Exercise aim =
Where a line below holds the string "Target", count it; then give the total without any other words.

Provided information =
"""
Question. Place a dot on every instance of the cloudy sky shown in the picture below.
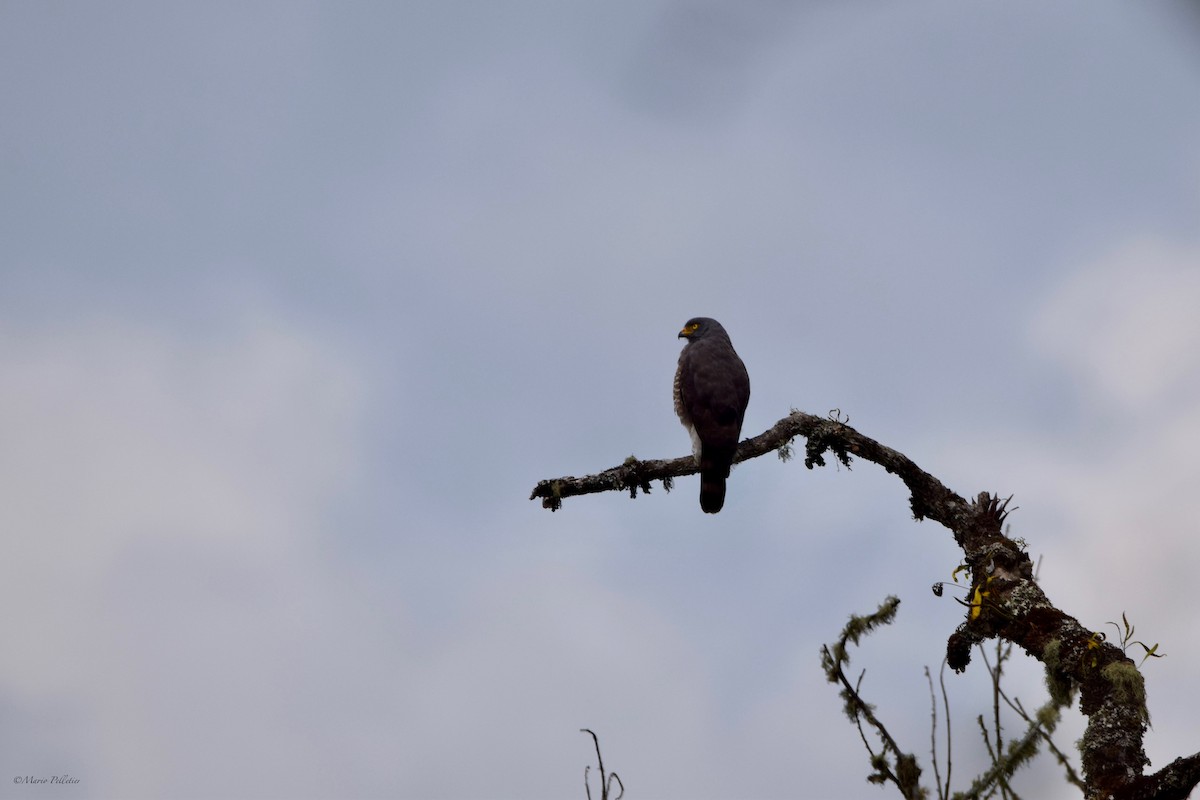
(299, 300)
"""
"""
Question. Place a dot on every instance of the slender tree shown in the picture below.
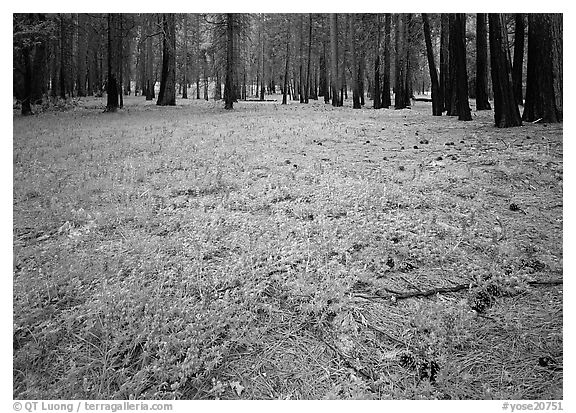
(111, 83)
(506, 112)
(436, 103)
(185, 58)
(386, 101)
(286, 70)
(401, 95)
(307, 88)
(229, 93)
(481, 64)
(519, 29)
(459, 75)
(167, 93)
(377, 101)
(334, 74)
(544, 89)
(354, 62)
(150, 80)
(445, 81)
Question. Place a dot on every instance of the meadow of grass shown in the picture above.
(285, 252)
"""
"""
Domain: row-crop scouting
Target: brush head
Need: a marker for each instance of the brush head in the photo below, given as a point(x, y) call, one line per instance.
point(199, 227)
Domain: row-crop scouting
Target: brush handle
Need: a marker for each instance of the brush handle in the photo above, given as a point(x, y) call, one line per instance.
"""
Written solution =
2